Problem:
Take the line containing "Target: snow-covered shrub" and every line after it in the data below, and print them exactly as given, with nothing else.

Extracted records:
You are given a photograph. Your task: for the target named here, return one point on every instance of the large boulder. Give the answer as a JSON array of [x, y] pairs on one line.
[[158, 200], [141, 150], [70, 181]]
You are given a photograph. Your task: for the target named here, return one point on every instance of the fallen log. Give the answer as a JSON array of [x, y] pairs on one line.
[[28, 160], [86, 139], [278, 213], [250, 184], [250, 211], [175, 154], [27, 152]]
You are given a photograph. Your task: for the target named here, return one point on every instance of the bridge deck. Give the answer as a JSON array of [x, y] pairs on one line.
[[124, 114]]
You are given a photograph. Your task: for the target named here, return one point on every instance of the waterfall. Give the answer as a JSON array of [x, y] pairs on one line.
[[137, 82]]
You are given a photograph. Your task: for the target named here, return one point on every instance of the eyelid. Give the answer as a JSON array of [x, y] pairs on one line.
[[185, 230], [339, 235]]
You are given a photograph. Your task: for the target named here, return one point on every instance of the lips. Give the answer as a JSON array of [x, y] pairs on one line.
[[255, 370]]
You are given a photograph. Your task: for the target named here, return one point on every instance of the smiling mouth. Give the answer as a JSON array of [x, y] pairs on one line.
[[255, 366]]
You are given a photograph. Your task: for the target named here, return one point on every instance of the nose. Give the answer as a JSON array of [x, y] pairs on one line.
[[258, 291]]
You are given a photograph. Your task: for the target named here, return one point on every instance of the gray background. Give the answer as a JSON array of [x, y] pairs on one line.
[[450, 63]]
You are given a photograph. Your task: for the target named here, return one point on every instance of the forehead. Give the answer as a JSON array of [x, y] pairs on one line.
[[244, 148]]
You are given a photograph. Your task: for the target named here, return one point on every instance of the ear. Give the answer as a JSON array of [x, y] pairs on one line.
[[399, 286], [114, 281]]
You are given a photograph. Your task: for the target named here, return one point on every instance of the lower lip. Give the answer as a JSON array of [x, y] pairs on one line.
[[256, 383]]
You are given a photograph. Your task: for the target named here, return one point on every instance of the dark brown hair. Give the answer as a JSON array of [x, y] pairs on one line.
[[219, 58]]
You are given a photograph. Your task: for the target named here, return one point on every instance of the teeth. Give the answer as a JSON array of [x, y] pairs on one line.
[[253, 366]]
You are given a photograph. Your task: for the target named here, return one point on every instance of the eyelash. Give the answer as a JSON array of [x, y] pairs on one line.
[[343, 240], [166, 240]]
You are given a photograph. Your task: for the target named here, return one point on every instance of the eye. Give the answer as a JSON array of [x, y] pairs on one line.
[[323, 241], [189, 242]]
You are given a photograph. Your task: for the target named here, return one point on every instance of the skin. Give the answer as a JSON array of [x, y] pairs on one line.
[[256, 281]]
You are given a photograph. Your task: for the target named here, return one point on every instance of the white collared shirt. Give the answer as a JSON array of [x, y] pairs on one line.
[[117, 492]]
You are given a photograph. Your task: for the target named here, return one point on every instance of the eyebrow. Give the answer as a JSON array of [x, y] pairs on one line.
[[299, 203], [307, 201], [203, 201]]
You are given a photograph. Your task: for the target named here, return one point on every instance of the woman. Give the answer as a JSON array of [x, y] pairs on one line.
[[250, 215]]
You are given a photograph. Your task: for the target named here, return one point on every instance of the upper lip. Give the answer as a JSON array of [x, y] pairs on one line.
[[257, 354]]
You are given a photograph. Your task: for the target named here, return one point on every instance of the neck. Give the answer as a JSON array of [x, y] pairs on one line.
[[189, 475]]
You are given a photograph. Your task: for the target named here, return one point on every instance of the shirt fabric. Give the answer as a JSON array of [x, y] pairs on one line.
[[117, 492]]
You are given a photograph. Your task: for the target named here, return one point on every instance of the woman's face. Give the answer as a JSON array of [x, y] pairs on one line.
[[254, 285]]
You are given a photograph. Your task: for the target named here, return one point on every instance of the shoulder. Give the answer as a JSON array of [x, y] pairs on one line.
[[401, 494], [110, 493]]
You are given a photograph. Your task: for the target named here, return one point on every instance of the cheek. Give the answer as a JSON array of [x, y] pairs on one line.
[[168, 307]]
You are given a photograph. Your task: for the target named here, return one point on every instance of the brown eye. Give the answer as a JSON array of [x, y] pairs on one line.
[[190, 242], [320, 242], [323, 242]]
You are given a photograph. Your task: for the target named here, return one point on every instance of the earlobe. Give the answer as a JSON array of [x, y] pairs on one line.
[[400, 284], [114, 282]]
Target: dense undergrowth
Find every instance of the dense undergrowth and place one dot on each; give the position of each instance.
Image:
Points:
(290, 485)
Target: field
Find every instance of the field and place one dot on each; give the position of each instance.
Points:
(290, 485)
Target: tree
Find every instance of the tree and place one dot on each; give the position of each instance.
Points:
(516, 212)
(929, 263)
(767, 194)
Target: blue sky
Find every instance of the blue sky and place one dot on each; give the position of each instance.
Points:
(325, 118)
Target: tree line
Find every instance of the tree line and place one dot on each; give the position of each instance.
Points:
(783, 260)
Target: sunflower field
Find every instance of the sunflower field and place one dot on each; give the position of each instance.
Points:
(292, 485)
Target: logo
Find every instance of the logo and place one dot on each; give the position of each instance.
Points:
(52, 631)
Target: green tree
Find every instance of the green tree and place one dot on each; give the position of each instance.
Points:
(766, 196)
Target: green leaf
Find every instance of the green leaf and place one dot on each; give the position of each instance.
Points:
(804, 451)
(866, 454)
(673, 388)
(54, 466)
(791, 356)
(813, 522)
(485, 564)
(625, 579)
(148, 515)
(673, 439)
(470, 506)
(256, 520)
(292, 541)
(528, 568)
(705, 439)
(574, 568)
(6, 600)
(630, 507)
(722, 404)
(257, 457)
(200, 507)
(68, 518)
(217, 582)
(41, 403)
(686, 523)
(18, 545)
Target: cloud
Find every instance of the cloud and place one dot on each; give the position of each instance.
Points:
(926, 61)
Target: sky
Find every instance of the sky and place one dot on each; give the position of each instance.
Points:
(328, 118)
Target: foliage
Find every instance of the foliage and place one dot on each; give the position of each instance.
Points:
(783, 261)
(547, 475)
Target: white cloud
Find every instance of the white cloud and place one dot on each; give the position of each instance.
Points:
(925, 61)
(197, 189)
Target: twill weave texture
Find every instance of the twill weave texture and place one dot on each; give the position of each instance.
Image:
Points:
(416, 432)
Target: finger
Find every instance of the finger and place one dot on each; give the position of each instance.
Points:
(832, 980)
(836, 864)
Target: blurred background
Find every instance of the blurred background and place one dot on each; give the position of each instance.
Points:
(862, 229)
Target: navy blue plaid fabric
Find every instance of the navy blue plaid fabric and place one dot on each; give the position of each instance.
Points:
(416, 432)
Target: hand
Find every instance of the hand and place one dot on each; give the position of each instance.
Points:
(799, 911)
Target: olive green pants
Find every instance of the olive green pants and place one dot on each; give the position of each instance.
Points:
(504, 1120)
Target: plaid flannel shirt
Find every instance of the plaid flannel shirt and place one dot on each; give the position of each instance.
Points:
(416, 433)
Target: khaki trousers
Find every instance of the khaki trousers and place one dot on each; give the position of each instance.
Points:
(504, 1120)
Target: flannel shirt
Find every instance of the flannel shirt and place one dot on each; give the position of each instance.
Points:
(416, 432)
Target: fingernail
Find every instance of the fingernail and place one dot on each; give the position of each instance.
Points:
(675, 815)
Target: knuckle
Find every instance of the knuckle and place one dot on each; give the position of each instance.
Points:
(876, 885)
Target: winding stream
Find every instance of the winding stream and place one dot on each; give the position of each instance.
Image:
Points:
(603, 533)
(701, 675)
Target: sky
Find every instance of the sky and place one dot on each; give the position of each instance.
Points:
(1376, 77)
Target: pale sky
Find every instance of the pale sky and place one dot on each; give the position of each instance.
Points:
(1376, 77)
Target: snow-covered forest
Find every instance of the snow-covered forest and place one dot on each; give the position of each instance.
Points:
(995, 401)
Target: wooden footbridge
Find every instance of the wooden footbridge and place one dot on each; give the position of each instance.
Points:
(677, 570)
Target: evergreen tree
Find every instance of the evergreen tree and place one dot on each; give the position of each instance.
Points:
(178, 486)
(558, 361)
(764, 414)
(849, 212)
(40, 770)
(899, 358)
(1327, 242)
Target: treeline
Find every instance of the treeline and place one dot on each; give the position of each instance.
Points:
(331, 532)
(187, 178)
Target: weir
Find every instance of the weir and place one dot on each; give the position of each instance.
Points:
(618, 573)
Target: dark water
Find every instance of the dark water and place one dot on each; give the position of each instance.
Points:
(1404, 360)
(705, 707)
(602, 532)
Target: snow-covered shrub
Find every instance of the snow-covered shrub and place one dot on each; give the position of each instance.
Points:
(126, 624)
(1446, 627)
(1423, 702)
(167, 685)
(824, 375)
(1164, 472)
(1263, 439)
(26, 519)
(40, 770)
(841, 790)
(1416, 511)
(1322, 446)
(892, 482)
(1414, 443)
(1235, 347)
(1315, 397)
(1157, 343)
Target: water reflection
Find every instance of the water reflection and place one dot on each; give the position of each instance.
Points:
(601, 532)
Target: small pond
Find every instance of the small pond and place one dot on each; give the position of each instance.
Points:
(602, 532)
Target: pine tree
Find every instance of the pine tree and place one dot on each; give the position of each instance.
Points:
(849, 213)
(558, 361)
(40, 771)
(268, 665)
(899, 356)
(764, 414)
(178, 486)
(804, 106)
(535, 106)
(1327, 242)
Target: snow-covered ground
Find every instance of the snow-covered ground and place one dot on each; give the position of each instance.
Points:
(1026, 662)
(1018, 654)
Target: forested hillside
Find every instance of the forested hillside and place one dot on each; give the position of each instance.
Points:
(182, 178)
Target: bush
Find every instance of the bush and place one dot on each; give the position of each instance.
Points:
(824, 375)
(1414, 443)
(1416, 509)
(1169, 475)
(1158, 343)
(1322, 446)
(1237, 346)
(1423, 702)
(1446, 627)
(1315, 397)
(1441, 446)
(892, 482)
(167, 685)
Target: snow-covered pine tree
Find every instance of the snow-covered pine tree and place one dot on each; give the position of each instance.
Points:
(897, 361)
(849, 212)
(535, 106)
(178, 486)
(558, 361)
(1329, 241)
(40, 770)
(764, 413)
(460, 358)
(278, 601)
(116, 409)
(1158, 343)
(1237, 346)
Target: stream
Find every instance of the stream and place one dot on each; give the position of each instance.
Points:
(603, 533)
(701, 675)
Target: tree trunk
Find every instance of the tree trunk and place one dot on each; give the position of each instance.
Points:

Solution to the problem:
Target: snow-covered shrub
Find every instance of the snow-covered shrub and place one dot on each; give the position of each instance.
Points:
(126, 624)
(1446, 627)
(1423, 702)
(167, 685)
(824, 375)
(1164, 472)
(1263, 439)
(26, 519)
(40, 770)
(841, 790)
(1416, 511)
(1322, 446)
(892, 482)
(1414, 443)
(1235, 347)
(1315, 397)
(1157, 343)
Target: water reflection
Find every instance of the water reflection and place one dot on each; give the position of each instance.
Points:
(601, 532)
Target: small pond
Find every instance of the small pond and place one dot on each; give the position of each instance.
Points:
(602, 532)
Target: pine tree
Find every instance of the pine tree and place one dot on each; give the position of each instance.
Points:
(849, 213)
(558, 361)
(40, 771)
(268, 665)
(899, 356)
(764, 414)
(178, 486)
(804, 106)
(535, 106)
(1327, 242)
Target: snow-covered ground
Find every instance of the snow-covered ground and place one dot on each; give the position of each instance.
Points:
(1026, 662)
(1018, 654)
Target: forested hillside
Find every instance of the forested hillside and place one dot on each; give the position of each instance.
Points:
(182, 178)
Target: bush
Find every instance of the bush and place one dot on each; give the position of each instance.
Points:
(824, 375)
(1414, 443)
(1416, 509)
(1169, 475)
(1158, 343)
(1322, 446)
(1237, 346)
(1423, 702)
(1446, 627)
(1315, 397)
(1441, 446)
(892, 482)
(167, 685)
Target: snow-covered pine tree
Find every instance of the snow-covered pine tree and place one dot on each; give the position of each instance.
Points:
(897, 361)
(849, 212)
(535, 106)
(178, 486)
(558, 361)
(1329, 241)
(40, 770)
(764, 413)
(460, 358)
(278, 601)
(116, 409)
(1158, 343)
(1237, 346)
Target: stream
Find every instance of the stream and place one dot on each; give the position of each instance.
Points:
(603, 533)
(701, 675)
Target: tree trunk
Find every instance of the tree trunk and place one dot on each; give the position of each instance.
Points:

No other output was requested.